- _Direction_: Copy each of the rows below word for word, leaving nothing out and changing nothing.
[Input material start]
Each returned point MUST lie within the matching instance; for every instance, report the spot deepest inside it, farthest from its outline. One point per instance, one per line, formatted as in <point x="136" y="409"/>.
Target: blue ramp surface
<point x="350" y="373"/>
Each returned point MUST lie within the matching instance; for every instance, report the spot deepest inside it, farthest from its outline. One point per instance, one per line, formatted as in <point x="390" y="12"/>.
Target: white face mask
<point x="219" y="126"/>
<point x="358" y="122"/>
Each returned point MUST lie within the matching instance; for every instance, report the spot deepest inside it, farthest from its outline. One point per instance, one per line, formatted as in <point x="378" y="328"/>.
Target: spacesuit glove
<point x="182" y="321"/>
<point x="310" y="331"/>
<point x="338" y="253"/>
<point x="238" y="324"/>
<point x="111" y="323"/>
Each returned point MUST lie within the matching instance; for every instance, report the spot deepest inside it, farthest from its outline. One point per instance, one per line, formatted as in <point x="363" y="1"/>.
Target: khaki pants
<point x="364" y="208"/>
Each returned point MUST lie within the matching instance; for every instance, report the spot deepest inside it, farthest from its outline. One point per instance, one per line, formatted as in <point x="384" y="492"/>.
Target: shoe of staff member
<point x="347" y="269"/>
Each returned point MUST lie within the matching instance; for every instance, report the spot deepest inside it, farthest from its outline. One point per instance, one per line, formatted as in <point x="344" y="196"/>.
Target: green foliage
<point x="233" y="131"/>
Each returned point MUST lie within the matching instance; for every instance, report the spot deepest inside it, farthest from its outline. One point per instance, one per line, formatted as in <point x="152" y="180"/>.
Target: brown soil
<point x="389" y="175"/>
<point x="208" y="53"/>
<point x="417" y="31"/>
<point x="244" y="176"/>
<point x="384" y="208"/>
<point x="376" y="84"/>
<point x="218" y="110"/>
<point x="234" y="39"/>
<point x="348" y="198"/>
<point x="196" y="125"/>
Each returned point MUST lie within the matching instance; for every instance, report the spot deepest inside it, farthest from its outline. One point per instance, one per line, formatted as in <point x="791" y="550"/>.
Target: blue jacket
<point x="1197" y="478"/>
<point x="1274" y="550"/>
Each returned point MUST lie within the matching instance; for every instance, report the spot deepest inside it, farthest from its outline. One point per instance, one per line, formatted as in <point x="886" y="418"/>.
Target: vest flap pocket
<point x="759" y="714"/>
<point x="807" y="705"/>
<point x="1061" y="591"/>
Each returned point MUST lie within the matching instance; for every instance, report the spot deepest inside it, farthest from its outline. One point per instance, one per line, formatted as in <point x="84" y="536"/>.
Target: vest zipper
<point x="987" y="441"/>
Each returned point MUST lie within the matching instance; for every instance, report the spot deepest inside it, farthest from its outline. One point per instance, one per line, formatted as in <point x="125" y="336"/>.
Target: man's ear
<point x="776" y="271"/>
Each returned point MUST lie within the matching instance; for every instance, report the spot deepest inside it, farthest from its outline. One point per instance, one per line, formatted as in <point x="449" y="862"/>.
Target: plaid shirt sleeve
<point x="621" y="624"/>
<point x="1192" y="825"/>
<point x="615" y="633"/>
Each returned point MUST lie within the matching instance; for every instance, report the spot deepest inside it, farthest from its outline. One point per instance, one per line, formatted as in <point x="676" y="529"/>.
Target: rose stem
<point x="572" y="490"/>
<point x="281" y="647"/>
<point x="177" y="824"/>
[Input material end]
- _Final answer_:
Each returned point MUST lie within the matching instance; for every instance, report the spot deepest inside it, farthest from its outline. One point per instance, one per line, formatted as in <point x="136" y="409"/>.
Target: blue ramp surface
<point x="350" y="373"/>
Each returned point MUST lie within the matching instance; for every instance, report the spot deepest inside it, farthest from its outline. One point per instance, one per line, formatted as in <point x="390" y="12"/>.
Target: white face mask
<point x="219" y="126"/>
<point x="358" y="122"/>
Each returned point MUST lie within the matching instance; for every instance, report the spot deepest inside it, farthest from its outline. One point per instance, one per line, formatted as in <point x="378" y="328"/>.
Target: spacesuit glove
<point x="182" y="321"/>
<point x="310" y="331"/>
<point x="338" y="253"/>
<point x="238" y="324"/>
<point x="111" y="323"/>
Each returned point MUST lie within the matching instance; for every instance, report the spot deepest inside it, farthest from its outline. One point per instance, one per line, formatted as in <point x="363" y="1"/>.
Target: khaki pants
<point x="364" y="208"/>
Each returned point MUST lie within the matching instance; for every instance, report the spot deepest inside it, farthest from its outline. One point per instance, one per line, formatted as in <point x="384" y="492"/>.
Target: shoe of staff member
<point x="347" y="269"/>
Each returned point MUST lie within the matching instance; for every instance, report the spot deepest inside it, farthest from its outline. One point per instance, one per line, formatted as in <point x="344" y="196"/>.
Target: green foliage
<point x="233" y="131"/>
Each returned point MUST lie within the matching instance; for every instance, report the spot deepest inside it, farthest from its outline. One point per instance, one per line, formatted as in <point x="152" y="180"/>.
Target: brown soil
<point x="389" y="175"/>
<point x="208" y="53"/>
<point x="417" y="31"/>
<point x="244" y="176"/>
<point x="384" y="208"/>
<point x="376" y="84"/>
<point x="218" y="110"/>
<point x="234" y="39"/>
<point x="348" y="198"/>
<point x="196" y="125"/>
Each returned point MUST lie within the matching instance; for every instance, report the spot deepest inside it, farthest from its outline. One point per instance, one per line, formatted as in <point x="791" y="550"/>.
Target: blue jacket
<point x="1197" y="478"/>
<point x="1274" y="550"/>
Each returned point MUST lie within the matching instance; for every instance, report the spot deepest inside it, farthest from its outline. One point per instance, one per line, formatted as in <point x="886" y="418"/>.
Target: vest flap pocket
<point x="759" y="714"/>
<point x="807" y="705"/>
<point x="1061" y="591"/>
Each returned point MUST lie within the matching instance; for every instance, report the spot deepest inside it, farthest from its outline. One point per instance, one per line, formatted as in <point x="84" y="536"/>.
Target: vest zipper
<point x="987" y="441"/>
Each returned point MUST lie within the matching instance; for every instance, report the spot deepest inside it, farthest from its outline. One point per instance, one per line, formatted as in <point x="125" y="336"/>.
Target: man's ear
<point x="776" y="271"/>
Each returned point MUST lie within the matching instance; for every instance, report the spot deepest inside it, farthest from its outline. One point per instance, one per line, formatted as in <point x="449" y="862"/>.
Target: plaid shirt sleeve
<point x="621" y="624"/>
<point x="1192" y="825"/>
<point x="615" y="633"/>
Each returned point MUST lie within the matching instance; for every instance, report the spot deepest inside it, farthest from its outline. One point per instance, one per line, formatted as in <point x="676" y="529"/>.
Target: rose stem
<point x="572" y="490"/>
<point x="281" y="647"/>
<point x="177" y="824"/>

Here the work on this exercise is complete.